- **文書の抜粋**

男っぽさとは対極のキャラクターとなります。
言ってみれば”男の娘”なわけですが、女形はなにせ江戸の華ですし、アイドル化が進むホストの現状を映す人物像にも当てはまるので、おもしろいかなと。
物語的には、男らしくなりたい気持ちと有り様のギャップで事件を起こすこともあり。エピソード的にもメリハリがつけられる(書き手側として)利点がありますね。
続いて、江戸ホストを取り巻く人々。
●ちよ
おはなの家の女中。地味で目立たないが、時折おかしなことを高速で語り出す悪癖(オタムーブ)がある。鷹羽に「江戸ホスト」を提案するのが彼女。実は江戸へトリップした現代人OLで、結構深刻な地下系ドルオタだった。追いかけていた地下ドルがホストになったことから、少々ホスト業界にも詳しい。
読者が共感できる現代人目線がひとつ欲しいなということで設定したキャラクターです。
地下地上問わず、芸能界でどうしても芽が出ずにホスト業界へ踏み込むイケメンは稀有ではありません。
そのあたりの知識を元に、江戸ホストの形を作る伝道師になってもらうのと同時、「会いに行けるアイドル=ホスト」が演じる擬似的なそれとは別角度からの恋愛劇で活躍してもらいたい意図を込めてあります。
――なのですが。
このままだと弱いというか、ご都合主義的な気がしています。
最初は『スー女(相撲好き女子)で歴女』の設定もしていたのですが、あまりにご都合が過ぎるのでカットしたのですよね。
うーん、悩ましい。
●
新進気鋭の戯作者。雅号に反して丸々太った禿頭の小男(医者に間違われることも)。自分の創作のための取材として鷹羽のもとに通う。人当たりがよく、大らかな性格だが、商売となれば容赦なく利益を追求する。御郎の弱さを指摘し、先へ導く導師的な存在。
●きぬ
声色師を名乗る娘で、鼠窮の相棒。声真似ではなく、様々な役柄を演じ分けて物語を語る、言わば声優である。サバサバとした姉御肌で、切れ長の目が特徴的な美人だが、くせっ毛であることがコンプレックス。江戸ホストの話を演じ、江戸の娘たちに伝える広告塔役となる。
こちらのふたりは主に江戸ホストを外側から支えるキャラで、鷹羽やクラブへ絡みつつも、向こう見ずな御郎を抑える情理、ぐじぐじしがちな菖蒲をすぱんと蹴りつける原動力として機能します。
元々別に考えている作品のキャラなのですが、出し惜しみするよりそれはそれとして使ってみようということで引っ張ってきました。どちらも職業が引きになる特徴的な人物ですしね。
特徴的と言えば。
おきぬさんは声色師という、江戸ホスト同様この時代になかった職業をしてもらっています。
最初の発想は、日本特有の声優文化を江戸に引き込んだらおもしろいのでは? でした。

データセットのエントリ:
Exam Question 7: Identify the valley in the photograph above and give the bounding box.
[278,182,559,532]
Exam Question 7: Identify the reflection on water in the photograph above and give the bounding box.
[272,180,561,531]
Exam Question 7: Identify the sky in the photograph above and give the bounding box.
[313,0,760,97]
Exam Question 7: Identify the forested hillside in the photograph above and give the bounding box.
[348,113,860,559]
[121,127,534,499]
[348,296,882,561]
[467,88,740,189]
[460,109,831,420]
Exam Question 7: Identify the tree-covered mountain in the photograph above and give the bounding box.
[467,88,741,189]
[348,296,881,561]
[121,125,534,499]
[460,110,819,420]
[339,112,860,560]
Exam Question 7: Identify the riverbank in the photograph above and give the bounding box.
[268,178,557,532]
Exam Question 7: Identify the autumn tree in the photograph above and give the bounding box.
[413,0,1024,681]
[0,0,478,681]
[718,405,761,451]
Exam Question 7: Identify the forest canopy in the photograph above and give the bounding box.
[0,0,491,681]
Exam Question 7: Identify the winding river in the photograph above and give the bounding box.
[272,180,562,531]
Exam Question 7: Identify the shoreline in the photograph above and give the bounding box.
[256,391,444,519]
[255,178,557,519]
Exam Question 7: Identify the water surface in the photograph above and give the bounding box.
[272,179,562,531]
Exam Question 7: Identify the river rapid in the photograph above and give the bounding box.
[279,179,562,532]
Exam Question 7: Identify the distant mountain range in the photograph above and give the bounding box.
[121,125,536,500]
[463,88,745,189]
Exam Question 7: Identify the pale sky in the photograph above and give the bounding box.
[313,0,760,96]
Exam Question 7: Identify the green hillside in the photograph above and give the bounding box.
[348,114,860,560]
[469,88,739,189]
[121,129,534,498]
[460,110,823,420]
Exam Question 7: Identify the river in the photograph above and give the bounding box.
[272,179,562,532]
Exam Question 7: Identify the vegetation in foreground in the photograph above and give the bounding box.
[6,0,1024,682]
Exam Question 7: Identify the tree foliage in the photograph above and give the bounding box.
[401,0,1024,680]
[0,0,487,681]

...

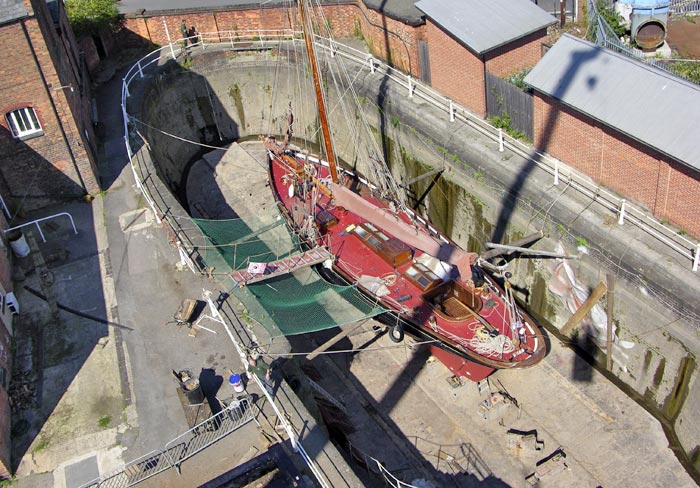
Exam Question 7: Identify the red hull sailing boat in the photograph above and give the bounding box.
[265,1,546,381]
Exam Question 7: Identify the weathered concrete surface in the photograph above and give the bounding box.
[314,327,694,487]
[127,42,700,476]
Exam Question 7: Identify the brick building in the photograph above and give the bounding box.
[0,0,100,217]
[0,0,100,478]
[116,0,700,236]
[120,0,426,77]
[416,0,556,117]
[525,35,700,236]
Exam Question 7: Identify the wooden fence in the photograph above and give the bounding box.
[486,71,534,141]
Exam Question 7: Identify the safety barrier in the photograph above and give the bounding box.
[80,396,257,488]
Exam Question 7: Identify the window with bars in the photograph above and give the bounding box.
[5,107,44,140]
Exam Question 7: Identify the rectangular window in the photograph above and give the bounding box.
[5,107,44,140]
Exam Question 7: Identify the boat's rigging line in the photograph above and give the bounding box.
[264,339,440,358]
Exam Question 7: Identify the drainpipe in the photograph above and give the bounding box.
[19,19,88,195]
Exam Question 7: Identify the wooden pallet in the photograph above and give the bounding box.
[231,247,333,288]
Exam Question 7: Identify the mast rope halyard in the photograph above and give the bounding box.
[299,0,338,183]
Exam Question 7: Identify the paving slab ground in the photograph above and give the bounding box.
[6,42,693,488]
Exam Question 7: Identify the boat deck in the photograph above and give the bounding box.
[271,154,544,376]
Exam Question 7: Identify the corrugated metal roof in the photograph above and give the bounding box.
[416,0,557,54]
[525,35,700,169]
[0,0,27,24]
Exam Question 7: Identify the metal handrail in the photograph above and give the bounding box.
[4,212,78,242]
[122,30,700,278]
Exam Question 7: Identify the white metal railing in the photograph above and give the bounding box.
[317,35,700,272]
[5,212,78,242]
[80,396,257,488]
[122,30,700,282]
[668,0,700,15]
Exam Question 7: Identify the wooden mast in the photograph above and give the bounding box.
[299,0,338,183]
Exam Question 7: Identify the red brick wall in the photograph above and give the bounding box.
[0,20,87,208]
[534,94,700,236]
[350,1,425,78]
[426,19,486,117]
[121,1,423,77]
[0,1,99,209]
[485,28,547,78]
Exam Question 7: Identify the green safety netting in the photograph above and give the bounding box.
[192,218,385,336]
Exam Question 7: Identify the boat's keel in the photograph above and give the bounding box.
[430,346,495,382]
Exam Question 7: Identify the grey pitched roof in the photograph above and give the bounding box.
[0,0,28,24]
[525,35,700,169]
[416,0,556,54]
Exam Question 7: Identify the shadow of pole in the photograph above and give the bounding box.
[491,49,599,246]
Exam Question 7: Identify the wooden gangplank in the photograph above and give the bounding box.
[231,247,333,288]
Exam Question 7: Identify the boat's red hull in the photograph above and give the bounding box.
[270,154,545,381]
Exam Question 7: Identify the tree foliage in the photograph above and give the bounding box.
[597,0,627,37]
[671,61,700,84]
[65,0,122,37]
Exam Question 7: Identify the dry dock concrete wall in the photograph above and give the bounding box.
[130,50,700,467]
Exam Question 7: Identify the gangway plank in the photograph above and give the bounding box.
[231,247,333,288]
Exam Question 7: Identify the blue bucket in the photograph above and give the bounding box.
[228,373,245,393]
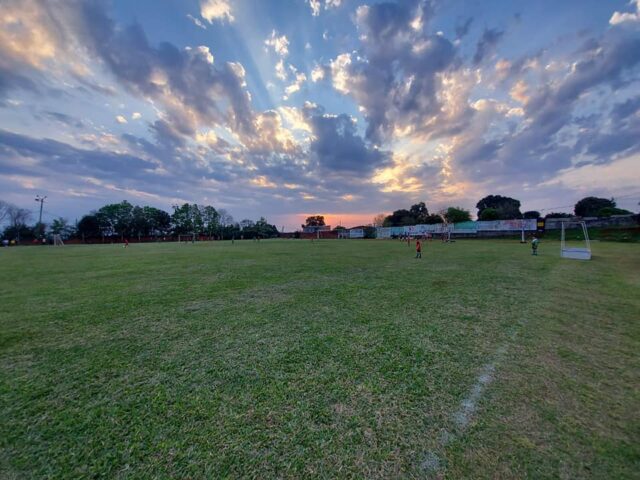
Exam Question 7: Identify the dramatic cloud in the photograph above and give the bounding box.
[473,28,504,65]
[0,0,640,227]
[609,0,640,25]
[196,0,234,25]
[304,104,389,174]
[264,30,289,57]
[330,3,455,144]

- **練習問題**
1 > 抜粋によると、ちよに当初付けていたものの、都合が良すぎるとしてカットされた設定は何ですか。
2 > 抜粋のうち、「こちらのふたりは主に江戸ホス」から下って「になる特徴的な人物ですしね。」までの部分を、一字一句変えずに書き写してください。

- **解答**
1 > 『スー女(相撲好き女子)で歴女』という設定です。

2 >
こちらのふたりは主に江戸ホストを外側から支えるキャラで、鷹羽やクラブへ絡みつつも、向こう見ずな御郎を抑える情理、ぐじぐじしがちな菖蒲をすぱんと蹴りつける原動力として機能します。
元々別に考えている作品のキャラなのですが、出し惜しみするよりそれはそれとして使ってみようということで引っ張ってきました。どちらも職業が引きになる特徴的な人物ですしね。